**EXTRAIT**.

▼▼▼

Aucune attestation de conformité valable n’ayant été produite, les conditions de la délivrance d’une autorisation d’exploiter au sens des art. 11 let. a et b LRDBHD cum 20 al. 4 let. b RRDBHD n’étaient pas remplies. Le document intitulé « Certification de conformité pour une buvette permanente » daté du 7 novembre 2022 et signé par D______, architecte, ne faisait référence à aucune autorisation de construire et en particulier pas à une autorisation validant le changement d’affectation des lieux en salon de massage et buvette. L’attestation de conformité ne pouvait en l’état se fonder sur la DD 1______, laquelle était toujours en cours d’instruction.

Il n’était pas démontré que l’entier de la surface du salon de massage et de la buvette était au bénéfice d’une autorisation en tant qu’affectation « restaurant ». En tout état, une autorisation d’exploiter ne pouvait pas être délivrée en l’absence d’une attestation de conformité valable et il était inconcevable d’autoriser une buvette accessoire alors même que l’activité principale à laquelle elle était rattachée, soit un salon de massage, n’était pas autorisée. Le fait que la partie des locaux dans laquelle se trouvait la buvette ne serait, selon la société, pas concernée par le litige devant le TAPI ne remettait pas en cause les éléments précités.

L’établissement disposait d’une salle faisant office de buvette, comprenant un bar, des chaises, des tables et un billard. Il n’était pas question d’une simple boisson offerte en guise d’accueil ou dans le cadre d’une vente, mais bien d’un service de boissons. Lors du contrôle du 26 août 2022, la police avait constaté que des clients étaient attablés avec des travailleuses du sexe et consommaient des boissons alcoolisées. Une animation musicale non autorisée avait été organisée, avec un volume de musique élevé, ce qui avait donné aux agents l’impression qu’il s’agissait davantage d’un dancing que d’un salon de massage. Les activités de salon de massage et de service de boissons étaient liées, ce dernier permettant notamment le rapprochement entre les travailleuses du sexe et les clients. Ainsi, dans l’hypothèse où des boissons étaient servies au sein de l’établissement, même à titre gratuit et sans tarif d’entrée, elles le seraient toujours à titre professionnel, de sorte que cette activité était soumise à autorisation. Pour les mêmes motifs, un service de boissons livrées par un autre établissement, dès lors qu’elles seraient consommées sur place et seraient servies à titre onéreux, ou à tout le moins à titre professionnel si elles étaient servies gratuitement, serait également soumis à autorisation. Dans ces circonstances, le service de boissons à titre gratuit ou livrées par un autre établissement ne pouvait pas être autorisé à titre provisionnel.

B______ n’ayant pas donné suite à l’invitation d’exercer son droit d’être entendu et la société, pour laquelle le précité bénéficiait d’un pouvoir de signature individuelle, s’étant déterminée par écrit, il n’y avait pas lieu de l’auditionner.

▲▲▲

**DONNÉES**.
▼▼▼

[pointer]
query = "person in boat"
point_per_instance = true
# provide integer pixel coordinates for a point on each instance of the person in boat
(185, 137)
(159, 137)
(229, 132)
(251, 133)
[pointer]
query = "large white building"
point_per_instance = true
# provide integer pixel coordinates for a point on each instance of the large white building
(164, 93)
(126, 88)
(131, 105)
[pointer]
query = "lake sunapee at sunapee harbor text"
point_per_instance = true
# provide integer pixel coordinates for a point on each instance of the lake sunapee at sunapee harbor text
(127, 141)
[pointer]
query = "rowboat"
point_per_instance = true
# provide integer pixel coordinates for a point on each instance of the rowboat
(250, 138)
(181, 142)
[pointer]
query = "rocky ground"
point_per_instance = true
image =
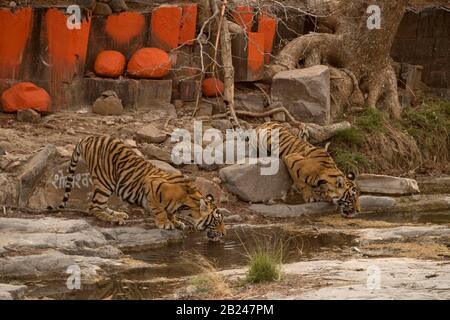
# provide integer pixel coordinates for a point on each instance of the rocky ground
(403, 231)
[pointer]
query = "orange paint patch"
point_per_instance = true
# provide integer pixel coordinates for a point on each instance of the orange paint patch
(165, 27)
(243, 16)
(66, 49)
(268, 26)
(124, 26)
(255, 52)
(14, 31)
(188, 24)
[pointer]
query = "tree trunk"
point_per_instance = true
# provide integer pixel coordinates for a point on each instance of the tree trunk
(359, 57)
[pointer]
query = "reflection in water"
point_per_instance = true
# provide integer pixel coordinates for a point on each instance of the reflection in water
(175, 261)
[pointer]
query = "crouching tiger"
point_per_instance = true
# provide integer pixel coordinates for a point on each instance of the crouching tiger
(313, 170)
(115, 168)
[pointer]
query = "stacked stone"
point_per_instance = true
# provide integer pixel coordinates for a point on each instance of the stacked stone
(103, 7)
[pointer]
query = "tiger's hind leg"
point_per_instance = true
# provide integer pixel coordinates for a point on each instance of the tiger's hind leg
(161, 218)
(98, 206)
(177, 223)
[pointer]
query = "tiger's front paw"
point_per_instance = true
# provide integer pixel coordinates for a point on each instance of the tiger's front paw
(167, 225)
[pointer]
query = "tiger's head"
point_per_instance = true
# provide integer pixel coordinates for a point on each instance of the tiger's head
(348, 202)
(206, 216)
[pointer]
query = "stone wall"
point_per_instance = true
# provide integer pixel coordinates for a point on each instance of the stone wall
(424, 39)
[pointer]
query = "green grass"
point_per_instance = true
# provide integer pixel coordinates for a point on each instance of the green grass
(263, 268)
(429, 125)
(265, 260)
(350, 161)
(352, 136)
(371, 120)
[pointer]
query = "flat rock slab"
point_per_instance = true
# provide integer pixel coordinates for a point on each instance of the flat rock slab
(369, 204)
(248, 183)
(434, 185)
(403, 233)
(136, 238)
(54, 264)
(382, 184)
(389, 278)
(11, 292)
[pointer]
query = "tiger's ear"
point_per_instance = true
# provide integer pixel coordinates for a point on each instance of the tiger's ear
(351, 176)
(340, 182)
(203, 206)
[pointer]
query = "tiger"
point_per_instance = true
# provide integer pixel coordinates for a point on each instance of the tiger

▲▲▲

**TRAVAIL DEMANDÉ**.
**a.** Relevez chaque ligne des enregistrements qui contient la chaîne "sunapee".
**b.** Donnez la suite de l'extrait sur l'autorisation d'exploiter la buvette, à partir de sa dernière phrase.
L'extrait et les enregistrements forment deux ensembles distincts.

**RÉPONSES PAR TÂCHE**.
**a.**
query = "lake sunapee at sunapee harbor text"
# provide integer pixel coordinates for a point on each instance of the lake sunapee at sunapee harbor text

**b.**
C. a. Le 13 février 2023, la société a recouru auprès de la chambre administrative de la Cour de justice (ci-après : la chambre administrative) contre la décision précitée, concluant à ce qu’elle soit réformée et l’autorisation d’exploiter une buvette permanente accessoire au club délivrée, et au renvoi de la cause au PCTN pour nouvelle décision. Sur mesures provisionnelles, l’effet suspensif devait être accordé au recours, à savoir que le service des boissons par l’établissement aux clients devait être autorisé à titre gratuit jusqu’à droit jugé voire, subsidiairement, que les boissons commandées et servies par les hôtesses indépendantes aux clients à titre gratuit soient autorisées jusqu’à droit jugé. Elle sollicitait préalablement l’audition de B______.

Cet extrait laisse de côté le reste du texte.